━━━ EXCERPT PROVIDED ━━━

The decision is buttressed by numerous cases detailed in the footnotes.

The application of the rule is illustrated, but not so named, in Louisville & Nashville Railroad Co. v. Hine, 121 Ala. 234, 239, 25 So. 857, 860, where a party was ejected from a train, but was shortly thereafter invited to reboard but refused to do so unless the train was backed to him for reboarding. He sought damages in respect to the failure of his journey. The court ruled that:

"While by refusing such offer the plaintiff did not forfeit his right of action for the ejection, he could not be allowed to aggravate his injury or to enhance his damages by a voluntary abandonment of the trip. On the contrary, it was his legal duty to use ordinary care to make his damage no greater than was necessary, and to adopt reasonable and convenient means to that end; and the application of that rule would certainly have required of plaintiff his return to the train, if the accomplishment of the journey was important."

*992 The Court concludes and finds as follows:

(1) That the physicians attending the plaintiff on the night of May 21, 1977,[1] were guilty of negligence in the particulars hereinabove indicated, that such negligence proximately contributed in part to his injury and damages, and that they were acting in line and scope of their employment at that time as servants, agents, or employees of the Veterans Administration, an agency of the defendant, United States.

━━━ INPUT DATA ━━━

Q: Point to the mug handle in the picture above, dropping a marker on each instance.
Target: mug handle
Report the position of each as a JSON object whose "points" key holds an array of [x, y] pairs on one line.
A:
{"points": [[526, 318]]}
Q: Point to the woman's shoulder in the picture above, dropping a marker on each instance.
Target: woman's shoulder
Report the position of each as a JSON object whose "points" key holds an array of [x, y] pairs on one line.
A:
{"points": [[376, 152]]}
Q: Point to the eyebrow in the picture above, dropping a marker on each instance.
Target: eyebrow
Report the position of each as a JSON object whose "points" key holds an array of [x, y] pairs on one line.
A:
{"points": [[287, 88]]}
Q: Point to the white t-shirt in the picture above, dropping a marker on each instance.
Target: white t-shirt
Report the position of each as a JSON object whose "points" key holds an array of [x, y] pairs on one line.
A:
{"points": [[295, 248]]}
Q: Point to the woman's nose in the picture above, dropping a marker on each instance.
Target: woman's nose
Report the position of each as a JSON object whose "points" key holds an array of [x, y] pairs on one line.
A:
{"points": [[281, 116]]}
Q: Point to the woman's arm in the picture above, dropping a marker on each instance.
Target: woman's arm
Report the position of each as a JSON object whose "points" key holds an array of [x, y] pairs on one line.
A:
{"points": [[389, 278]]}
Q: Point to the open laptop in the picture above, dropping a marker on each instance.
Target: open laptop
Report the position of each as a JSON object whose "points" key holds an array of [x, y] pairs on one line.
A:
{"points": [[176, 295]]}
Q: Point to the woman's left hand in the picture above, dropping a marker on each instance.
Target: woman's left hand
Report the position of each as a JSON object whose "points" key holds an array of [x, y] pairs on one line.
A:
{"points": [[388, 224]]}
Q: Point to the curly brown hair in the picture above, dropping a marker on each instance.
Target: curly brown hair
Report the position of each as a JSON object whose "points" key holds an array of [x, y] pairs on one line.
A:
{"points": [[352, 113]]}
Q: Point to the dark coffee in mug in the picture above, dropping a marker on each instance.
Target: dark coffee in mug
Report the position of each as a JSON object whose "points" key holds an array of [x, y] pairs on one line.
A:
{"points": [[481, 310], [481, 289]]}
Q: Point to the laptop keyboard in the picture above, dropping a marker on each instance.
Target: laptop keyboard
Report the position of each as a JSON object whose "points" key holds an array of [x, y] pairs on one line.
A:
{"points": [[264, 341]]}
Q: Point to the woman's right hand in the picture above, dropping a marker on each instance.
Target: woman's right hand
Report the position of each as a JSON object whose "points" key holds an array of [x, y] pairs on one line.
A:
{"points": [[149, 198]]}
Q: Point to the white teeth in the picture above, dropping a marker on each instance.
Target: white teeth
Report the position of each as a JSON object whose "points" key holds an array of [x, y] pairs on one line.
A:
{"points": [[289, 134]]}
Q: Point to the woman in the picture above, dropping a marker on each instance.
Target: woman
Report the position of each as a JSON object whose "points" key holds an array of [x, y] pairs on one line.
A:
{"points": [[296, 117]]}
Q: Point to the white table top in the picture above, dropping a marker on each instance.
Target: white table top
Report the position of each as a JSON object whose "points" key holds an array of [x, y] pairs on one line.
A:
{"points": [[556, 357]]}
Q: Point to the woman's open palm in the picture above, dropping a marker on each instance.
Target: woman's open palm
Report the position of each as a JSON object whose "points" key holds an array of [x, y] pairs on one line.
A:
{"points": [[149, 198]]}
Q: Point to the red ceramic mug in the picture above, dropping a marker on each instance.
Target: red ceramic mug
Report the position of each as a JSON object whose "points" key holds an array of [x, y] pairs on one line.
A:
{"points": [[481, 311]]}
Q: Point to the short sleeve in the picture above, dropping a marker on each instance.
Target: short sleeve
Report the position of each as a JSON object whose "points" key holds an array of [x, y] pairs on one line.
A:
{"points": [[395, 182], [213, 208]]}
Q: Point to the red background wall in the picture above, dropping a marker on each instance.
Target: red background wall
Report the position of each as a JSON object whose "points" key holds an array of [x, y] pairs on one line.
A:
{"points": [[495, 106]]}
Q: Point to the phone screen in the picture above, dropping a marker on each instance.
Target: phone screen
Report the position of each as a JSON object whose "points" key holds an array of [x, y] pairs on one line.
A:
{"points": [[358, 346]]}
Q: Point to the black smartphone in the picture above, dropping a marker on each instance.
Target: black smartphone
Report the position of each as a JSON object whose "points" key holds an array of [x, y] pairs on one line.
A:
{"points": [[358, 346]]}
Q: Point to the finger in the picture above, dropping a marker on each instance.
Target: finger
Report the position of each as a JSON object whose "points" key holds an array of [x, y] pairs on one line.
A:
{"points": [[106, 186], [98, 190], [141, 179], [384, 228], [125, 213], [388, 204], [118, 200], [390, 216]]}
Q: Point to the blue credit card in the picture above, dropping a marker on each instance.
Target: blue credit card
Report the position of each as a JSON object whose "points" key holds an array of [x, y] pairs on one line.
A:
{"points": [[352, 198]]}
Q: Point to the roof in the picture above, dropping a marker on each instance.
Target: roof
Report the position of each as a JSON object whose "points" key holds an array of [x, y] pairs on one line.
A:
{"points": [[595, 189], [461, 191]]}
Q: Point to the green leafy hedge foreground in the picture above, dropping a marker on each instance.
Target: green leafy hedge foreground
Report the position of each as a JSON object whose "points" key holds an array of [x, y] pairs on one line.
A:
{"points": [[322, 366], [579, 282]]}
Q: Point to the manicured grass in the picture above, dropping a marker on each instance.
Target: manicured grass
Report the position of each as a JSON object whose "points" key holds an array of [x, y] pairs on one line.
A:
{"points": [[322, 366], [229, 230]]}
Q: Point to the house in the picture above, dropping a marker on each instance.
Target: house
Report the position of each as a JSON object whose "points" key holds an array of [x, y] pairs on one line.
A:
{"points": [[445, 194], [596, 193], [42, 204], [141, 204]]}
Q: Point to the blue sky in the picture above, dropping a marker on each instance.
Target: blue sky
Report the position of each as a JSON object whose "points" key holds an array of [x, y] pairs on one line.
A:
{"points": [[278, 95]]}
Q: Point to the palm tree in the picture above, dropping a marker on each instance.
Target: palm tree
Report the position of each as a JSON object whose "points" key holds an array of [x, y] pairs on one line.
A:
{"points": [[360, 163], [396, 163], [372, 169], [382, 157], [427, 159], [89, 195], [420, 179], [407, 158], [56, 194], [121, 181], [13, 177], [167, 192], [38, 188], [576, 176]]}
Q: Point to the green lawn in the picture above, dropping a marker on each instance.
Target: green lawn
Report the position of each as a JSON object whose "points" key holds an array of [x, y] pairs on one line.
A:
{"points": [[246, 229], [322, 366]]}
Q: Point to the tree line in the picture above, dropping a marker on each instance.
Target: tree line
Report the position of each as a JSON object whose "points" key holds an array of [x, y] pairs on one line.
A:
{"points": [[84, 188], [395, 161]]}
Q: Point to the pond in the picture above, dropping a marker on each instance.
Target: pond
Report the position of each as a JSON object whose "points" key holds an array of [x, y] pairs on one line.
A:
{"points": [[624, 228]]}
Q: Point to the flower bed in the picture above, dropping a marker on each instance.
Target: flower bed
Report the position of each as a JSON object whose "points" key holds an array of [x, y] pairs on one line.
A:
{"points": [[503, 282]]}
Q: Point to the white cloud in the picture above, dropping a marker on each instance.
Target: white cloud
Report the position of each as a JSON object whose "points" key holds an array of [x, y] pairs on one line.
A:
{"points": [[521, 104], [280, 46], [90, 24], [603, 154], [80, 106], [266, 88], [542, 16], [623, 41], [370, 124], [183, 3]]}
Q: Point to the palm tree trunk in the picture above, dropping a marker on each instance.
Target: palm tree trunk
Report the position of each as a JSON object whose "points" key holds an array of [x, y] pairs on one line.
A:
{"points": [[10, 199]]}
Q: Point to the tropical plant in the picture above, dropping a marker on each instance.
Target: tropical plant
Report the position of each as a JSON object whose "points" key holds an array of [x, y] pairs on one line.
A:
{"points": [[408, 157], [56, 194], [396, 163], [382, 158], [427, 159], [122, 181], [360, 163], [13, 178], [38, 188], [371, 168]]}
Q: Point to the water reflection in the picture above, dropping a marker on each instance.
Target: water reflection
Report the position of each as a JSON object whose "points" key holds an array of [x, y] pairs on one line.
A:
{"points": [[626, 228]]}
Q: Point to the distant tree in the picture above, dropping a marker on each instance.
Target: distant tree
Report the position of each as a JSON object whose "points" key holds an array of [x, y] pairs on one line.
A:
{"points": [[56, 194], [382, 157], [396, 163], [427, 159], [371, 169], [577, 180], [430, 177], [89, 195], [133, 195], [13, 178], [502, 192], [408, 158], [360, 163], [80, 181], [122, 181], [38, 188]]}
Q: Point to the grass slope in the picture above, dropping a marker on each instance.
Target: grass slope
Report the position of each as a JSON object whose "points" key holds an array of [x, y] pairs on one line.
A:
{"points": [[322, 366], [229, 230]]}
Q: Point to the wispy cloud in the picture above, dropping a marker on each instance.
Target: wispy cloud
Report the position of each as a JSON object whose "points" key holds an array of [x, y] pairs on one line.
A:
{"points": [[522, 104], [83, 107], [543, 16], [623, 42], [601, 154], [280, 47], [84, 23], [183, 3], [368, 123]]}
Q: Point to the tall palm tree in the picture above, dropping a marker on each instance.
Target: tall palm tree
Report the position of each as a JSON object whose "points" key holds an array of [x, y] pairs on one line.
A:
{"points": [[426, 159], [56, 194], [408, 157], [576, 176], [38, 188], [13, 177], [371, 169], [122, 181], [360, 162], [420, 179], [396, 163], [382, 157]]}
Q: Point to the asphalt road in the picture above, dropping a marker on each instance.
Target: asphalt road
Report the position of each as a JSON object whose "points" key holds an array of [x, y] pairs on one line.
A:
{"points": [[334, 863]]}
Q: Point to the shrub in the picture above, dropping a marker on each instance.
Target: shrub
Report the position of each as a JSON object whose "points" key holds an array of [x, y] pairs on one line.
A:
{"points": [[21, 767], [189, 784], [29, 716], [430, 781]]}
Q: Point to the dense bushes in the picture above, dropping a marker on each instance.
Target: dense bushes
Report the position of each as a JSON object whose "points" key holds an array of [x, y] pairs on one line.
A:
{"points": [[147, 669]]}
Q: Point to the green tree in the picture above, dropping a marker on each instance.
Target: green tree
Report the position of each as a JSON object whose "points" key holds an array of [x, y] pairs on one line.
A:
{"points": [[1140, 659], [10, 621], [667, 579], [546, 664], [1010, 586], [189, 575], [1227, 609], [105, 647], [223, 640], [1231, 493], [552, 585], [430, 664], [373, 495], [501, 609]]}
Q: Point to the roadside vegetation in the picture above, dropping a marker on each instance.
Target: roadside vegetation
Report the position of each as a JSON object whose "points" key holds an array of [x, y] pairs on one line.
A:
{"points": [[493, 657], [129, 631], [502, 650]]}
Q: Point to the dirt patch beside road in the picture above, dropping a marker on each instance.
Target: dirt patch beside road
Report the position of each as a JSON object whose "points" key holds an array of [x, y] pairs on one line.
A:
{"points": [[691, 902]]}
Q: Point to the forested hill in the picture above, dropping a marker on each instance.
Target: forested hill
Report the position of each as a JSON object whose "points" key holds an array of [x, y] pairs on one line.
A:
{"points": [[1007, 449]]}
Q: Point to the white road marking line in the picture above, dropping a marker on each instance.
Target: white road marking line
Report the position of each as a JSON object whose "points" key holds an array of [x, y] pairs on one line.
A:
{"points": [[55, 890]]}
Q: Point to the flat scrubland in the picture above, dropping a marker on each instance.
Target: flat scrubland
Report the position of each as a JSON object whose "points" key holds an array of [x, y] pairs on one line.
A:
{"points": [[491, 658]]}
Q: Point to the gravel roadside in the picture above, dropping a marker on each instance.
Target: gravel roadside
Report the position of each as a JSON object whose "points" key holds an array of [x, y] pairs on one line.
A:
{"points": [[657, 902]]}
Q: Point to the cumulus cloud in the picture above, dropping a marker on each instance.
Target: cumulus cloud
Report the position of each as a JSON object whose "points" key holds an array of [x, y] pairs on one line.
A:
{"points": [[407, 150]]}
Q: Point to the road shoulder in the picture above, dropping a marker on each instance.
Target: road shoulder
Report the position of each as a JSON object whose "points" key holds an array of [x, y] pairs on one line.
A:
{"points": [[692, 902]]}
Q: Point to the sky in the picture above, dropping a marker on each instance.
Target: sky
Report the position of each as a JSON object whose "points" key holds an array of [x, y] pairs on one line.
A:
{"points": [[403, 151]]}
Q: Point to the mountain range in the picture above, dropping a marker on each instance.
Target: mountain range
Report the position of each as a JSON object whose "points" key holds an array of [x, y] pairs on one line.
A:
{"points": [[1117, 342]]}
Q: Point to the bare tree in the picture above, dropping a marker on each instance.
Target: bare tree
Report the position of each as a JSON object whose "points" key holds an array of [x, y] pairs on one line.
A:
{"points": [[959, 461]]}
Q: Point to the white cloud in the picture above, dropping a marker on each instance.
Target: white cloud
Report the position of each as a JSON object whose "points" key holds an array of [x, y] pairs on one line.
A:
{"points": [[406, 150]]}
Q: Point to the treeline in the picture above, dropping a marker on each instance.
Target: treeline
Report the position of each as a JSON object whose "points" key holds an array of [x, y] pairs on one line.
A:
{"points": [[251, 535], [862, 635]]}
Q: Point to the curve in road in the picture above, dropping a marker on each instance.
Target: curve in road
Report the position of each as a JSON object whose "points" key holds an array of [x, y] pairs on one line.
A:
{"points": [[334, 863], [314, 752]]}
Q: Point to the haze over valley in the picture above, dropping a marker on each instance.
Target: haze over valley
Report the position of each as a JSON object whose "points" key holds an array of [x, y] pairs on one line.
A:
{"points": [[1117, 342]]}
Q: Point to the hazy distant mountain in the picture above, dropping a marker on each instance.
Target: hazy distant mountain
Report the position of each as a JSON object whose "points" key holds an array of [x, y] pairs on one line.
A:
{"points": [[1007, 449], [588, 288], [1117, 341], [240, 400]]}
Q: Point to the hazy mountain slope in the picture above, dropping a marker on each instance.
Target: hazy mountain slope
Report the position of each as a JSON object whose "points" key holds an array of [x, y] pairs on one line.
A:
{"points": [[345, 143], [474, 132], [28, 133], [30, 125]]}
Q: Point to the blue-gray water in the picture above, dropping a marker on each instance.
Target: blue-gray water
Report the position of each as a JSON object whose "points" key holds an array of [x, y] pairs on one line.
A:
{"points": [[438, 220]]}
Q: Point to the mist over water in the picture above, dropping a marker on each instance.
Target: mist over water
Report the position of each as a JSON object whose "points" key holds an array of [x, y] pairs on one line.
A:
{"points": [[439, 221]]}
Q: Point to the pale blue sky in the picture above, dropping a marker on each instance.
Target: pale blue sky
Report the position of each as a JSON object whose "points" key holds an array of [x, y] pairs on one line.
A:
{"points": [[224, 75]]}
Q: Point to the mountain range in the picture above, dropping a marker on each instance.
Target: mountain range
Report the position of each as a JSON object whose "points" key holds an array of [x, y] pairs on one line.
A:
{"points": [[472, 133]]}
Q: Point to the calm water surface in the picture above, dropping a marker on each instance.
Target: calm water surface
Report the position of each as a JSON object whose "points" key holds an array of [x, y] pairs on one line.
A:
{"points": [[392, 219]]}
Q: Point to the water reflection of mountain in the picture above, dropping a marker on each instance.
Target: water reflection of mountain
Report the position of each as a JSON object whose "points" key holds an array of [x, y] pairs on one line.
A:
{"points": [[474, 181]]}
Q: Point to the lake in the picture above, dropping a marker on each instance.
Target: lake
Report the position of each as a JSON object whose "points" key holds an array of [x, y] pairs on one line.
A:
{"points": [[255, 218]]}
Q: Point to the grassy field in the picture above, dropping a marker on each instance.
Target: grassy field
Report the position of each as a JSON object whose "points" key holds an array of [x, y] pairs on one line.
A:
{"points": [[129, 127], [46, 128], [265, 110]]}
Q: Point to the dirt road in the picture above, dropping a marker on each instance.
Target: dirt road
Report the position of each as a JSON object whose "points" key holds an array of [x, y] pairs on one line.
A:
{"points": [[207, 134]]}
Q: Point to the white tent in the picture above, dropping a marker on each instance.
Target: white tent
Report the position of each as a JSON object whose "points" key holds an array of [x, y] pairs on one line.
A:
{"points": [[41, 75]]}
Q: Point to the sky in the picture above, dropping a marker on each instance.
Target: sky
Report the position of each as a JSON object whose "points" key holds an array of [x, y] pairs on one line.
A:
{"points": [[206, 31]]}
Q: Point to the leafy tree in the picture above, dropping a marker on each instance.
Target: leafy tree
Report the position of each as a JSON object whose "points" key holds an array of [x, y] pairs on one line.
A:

━━━

- **QUESTIONS**
1: Say whether each statement agrees with the court opinion excerpt, answering yes or no and quoting the deciding words: (a) In the Hine case, the ejected party refused to reboard unless the train was backed to him. (b) The Hine court held that refusing the offer to reboard cost the plaintiff his right of action for the ejection. (c) The physicians were found to have been acting outside the scope of their employment.
2: Copy the court opinion excerpt word for word between "(1) That the" and "defendant, United States.", inclusive.

- **ANSWERS IN ORDER**
1:
(a) Yes: "refused to do so unless the train was backed to him for reboarding"
(b) No: "by refusing such offer the plaintiff did not forfeit his right of action for the ejection"
(c) No: "they were acting in line and scope of their employment at that time"

2:
(1) That the physicians attending the plaintiff on the night of May 21, 1977,[1] were guilty of negligence in the particulars hereinabove indicated, that such negligence proximately contributed in part to his injury and damages, and that they were acting in line and scope of their employment at that time as servants, agents, or employees of the Veterans Administration, an agency of the defendant, United States.